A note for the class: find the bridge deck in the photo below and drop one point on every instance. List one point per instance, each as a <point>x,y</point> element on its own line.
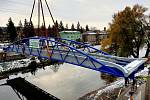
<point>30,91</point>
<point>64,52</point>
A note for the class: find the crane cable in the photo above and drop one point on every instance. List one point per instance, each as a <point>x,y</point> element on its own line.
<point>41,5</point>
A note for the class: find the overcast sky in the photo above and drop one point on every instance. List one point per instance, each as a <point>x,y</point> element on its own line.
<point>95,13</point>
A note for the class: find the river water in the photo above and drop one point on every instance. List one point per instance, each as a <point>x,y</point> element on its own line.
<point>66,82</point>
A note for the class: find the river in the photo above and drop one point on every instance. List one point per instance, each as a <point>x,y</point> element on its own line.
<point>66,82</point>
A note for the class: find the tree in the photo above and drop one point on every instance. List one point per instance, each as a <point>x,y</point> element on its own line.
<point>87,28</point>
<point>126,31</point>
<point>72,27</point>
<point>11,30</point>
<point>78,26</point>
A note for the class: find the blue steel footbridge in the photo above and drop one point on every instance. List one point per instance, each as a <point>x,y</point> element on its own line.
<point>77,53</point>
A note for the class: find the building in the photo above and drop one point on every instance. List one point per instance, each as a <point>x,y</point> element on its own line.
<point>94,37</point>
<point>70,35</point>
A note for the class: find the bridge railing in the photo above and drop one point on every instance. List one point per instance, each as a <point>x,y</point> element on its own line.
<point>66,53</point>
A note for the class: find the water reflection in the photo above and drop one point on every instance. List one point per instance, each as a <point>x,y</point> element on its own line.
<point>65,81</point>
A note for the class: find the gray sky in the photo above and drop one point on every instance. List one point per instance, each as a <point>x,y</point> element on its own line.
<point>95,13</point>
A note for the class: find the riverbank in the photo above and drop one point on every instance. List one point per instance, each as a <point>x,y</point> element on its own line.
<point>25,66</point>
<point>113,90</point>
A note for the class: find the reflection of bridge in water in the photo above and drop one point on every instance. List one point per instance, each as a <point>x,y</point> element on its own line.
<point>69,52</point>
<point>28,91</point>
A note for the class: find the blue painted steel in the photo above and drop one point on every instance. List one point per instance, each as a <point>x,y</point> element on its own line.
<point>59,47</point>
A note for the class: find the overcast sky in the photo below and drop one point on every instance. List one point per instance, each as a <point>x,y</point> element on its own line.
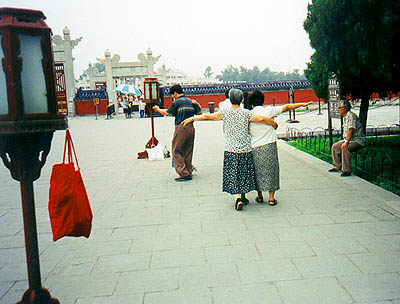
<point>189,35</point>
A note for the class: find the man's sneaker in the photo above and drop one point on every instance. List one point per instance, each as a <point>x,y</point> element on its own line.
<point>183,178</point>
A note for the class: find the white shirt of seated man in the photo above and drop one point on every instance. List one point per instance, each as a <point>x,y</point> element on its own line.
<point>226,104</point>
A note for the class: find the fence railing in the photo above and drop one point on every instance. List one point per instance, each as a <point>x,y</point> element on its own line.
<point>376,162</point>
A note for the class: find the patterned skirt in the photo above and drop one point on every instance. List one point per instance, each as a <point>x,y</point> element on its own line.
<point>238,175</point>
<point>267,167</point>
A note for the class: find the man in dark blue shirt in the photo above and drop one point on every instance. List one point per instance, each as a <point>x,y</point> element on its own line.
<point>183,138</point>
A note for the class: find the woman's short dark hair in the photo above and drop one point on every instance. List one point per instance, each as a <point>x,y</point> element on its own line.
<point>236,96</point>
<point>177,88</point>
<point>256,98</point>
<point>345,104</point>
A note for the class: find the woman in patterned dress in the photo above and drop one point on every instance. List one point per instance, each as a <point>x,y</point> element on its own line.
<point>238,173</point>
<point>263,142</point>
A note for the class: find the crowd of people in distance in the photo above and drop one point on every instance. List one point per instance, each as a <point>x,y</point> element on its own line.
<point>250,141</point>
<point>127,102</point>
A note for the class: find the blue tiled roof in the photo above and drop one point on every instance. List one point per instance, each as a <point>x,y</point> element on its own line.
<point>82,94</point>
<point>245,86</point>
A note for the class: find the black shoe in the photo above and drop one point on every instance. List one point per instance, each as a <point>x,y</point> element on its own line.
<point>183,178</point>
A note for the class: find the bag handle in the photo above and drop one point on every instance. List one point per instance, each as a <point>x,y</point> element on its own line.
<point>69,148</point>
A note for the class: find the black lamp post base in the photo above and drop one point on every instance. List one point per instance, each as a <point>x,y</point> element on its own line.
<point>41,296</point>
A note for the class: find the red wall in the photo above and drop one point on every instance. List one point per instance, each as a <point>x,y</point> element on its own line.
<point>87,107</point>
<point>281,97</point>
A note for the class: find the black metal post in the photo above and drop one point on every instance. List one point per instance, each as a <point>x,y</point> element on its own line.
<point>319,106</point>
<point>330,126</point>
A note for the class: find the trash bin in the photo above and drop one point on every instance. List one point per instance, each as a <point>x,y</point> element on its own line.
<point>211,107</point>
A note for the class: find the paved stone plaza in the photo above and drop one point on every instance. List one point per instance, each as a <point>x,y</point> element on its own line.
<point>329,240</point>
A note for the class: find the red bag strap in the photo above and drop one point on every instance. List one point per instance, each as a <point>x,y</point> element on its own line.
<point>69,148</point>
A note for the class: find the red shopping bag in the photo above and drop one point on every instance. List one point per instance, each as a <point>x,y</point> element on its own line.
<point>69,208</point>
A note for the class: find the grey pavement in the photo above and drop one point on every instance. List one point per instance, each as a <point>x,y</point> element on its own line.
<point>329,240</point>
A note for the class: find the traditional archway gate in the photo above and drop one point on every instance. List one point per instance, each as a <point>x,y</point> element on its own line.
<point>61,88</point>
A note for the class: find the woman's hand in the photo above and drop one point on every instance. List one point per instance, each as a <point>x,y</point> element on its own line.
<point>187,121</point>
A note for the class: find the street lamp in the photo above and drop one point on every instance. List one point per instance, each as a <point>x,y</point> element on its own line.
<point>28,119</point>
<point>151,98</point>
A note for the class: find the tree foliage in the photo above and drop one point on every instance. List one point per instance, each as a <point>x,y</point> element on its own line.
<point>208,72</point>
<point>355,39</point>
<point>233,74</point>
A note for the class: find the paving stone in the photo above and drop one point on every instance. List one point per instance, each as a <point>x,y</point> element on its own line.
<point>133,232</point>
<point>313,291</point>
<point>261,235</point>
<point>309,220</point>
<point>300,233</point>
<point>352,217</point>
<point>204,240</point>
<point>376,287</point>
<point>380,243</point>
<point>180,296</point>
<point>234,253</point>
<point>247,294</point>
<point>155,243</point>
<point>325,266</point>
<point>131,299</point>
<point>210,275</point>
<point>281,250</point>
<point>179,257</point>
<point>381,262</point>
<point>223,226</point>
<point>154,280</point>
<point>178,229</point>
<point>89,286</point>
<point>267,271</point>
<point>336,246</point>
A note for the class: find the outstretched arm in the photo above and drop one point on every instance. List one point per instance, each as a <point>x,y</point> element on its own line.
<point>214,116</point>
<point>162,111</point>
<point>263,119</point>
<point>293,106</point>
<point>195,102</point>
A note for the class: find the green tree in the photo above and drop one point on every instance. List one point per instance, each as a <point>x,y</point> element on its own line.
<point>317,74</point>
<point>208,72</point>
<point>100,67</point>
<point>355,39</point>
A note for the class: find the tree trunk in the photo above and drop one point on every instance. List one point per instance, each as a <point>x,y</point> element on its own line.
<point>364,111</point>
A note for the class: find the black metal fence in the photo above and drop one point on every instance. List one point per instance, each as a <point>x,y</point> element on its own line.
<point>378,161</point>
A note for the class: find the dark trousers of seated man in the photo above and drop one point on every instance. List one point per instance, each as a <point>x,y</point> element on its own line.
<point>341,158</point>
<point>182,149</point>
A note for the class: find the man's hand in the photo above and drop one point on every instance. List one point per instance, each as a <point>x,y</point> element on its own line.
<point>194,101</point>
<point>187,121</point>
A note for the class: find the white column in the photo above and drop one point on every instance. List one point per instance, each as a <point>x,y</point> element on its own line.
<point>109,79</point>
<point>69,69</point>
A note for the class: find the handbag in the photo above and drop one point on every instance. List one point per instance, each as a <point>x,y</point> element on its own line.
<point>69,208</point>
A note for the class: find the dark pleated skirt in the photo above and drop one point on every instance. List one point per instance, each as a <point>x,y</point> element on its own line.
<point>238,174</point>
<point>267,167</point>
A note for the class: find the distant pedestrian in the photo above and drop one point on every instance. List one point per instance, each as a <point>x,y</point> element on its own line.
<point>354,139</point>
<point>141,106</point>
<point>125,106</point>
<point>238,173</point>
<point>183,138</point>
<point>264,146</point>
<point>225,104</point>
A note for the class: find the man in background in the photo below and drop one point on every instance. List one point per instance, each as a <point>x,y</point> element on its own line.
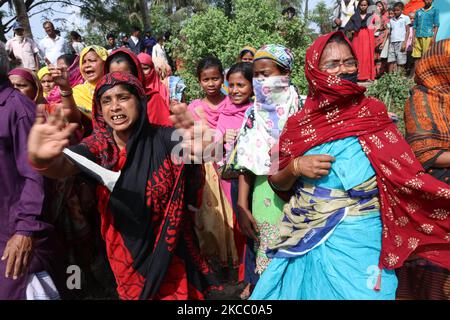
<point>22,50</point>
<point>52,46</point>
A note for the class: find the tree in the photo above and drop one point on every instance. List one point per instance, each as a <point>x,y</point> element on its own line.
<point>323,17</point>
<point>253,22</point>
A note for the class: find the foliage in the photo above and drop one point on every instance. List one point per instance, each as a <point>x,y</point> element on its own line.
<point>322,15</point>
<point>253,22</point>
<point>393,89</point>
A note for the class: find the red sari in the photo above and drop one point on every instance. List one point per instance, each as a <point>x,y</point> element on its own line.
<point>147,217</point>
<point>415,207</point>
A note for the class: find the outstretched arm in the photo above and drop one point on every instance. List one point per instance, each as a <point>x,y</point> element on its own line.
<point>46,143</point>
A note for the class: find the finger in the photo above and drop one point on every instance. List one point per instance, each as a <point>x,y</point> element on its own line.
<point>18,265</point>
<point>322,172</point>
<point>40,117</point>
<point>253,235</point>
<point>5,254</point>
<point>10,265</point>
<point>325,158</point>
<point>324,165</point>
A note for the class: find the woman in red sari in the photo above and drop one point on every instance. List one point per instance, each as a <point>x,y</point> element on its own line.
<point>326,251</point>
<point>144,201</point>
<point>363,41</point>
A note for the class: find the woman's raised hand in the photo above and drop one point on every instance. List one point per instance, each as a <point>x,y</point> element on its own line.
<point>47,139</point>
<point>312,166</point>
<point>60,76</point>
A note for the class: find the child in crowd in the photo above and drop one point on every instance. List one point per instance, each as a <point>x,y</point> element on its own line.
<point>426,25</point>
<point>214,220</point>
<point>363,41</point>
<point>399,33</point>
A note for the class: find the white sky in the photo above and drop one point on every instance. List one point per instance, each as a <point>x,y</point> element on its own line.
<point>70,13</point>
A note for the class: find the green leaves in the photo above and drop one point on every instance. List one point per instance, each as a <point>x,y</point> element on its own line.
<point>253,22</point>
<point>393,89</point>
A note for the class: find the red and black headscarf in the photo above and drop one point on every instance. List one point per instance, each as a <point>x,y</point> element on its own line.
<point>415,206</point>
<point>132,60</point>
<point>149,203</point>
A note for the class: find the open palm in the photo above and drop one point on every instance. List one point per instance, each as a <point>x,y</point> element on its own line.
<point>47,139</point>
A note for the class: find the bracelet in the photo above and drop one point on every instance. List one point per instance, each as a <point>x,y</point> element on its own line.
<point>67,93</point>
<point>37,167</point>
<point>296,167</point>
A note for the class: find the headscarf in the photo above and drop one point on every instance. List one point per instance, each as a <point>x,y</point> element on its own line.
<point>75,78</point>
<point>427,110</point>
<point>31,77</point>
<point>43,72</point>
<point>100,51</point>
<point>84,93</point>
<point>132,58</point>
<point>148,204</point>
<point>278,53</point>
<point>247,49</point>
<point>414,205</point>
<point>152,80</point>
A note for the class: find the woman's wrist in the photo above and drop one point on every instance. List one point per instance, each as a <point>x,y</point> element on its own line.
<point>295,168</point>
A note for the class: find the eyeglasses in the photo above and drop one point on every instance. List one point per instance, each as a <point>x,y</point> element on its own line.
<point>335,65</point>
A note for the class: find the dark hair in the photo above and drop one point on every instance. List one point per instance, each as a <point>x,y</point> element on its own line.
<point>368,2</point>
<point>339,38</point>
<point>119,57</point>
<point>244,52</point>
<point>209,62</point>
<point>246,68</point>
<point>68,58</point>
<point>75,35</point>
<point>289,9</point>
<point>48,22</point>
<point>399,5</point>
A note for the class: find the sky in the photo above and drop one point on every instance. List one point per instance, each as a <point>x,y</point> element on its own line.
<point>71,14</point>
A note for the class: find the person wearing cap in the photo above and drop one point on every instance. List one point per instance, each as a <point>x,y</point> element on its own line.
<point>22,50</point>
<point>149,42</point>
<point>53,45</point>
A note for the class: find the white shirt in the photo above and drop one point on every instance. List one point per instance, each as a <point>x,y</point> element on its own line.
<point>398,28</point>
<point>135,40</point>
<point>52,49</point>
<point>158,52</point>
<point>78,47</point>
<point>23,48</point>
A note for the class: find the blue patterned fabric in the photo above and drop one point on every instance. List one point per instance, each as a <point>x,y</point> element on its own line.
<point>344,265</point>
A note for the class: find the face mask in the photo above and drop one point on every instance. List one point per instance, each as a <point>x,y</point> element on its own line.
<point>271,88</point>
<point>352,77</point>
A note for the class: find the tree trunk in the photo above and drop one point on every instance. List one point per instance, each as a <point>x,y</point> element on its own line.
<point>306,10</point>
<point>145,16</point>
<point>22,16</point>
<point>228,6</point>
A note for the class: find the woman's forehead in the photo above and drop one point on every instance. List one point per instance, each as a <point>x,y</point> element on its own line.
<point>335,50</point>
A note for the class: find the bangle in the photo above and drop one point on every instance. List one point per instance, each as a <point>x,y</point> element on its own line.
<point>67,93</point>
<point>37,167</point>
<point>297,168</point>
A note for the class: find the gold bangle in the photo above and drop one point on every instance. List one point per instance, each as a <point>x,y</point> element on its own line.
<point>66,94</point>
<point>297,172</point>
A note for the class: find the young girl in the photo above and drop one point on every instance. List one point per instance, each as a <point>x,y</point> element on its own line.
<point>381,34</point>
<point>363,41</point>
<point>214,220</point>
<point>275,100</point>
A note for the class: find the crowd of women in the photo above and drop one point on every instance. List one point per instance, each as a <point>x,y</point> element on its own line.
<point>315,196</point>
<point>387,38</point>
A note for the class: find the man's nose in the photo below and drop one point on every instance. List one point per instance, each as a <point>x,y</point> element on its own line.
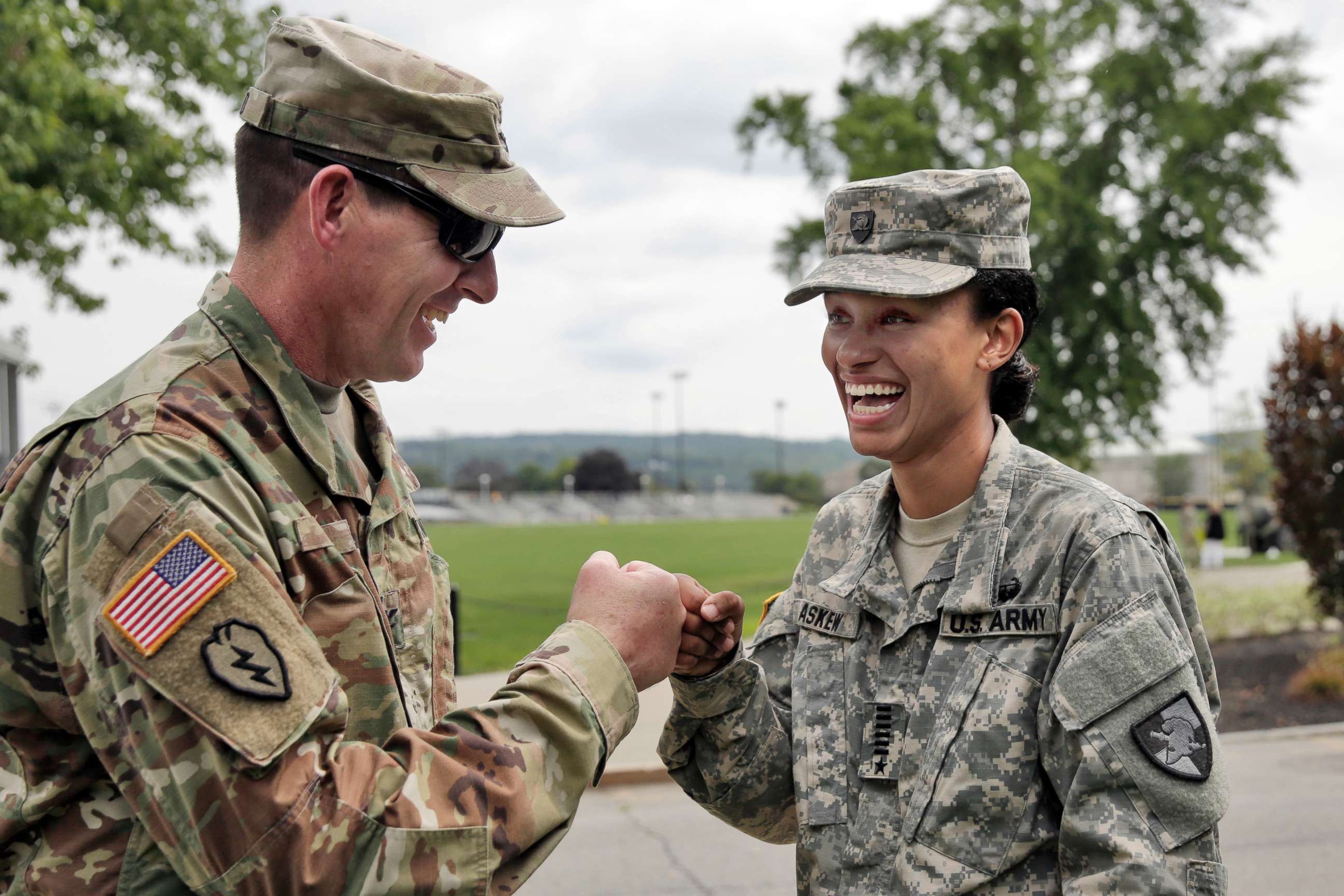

--- Exercise ---
Reproduce the listing from the line with "A note for the class: find the headscarf" to the line with "<point>399,5</point>", switching "drop one point on" to "place one point on" and leaving everything else as it is.

--- Exercise answer ---
A note for the class: find the headscarf in the photo above and place one point on every instance. List one point per instance, each as a <point>x,y</point> element on its own line.
<point>75,78</point>
<point>427,110</point>
<point>31,77</point>
<point>43,72</point>
<point>100,51</point>
<point>84,93</point>
<point>132,58</point>
<point>148,204</point>
<point>278,53</point>
<point>247,49</point>
<point>414,205</point>
<point>152,80</point>
A note for the class: find the woman's wrist in the photo above and place one point on every instance. List one point per instance, each as a <point>x,y</point> element on its own line.
<point>295,168</point>
A note for the class: find the eyeglasses in the photo above and place one point on every instance. List one point per instance, each as a <point>x,y</point> element on its own line.
<point>335,65</point>
A note for the class: find the dark hair in the photo above and place one point on every instance. List one point per instance, each as a <point>x,y</point> element on its own line.
<point>368,2</point>
<point>339,38</point>
<point>119,57</point>
<point>244,52</point>
<point>209,62</point>
<point>246,68</point>
<point>68,58</point>
<point>75,35</point>
<point>289,9</point>
<point>48,22</point>
<point>399,5</point>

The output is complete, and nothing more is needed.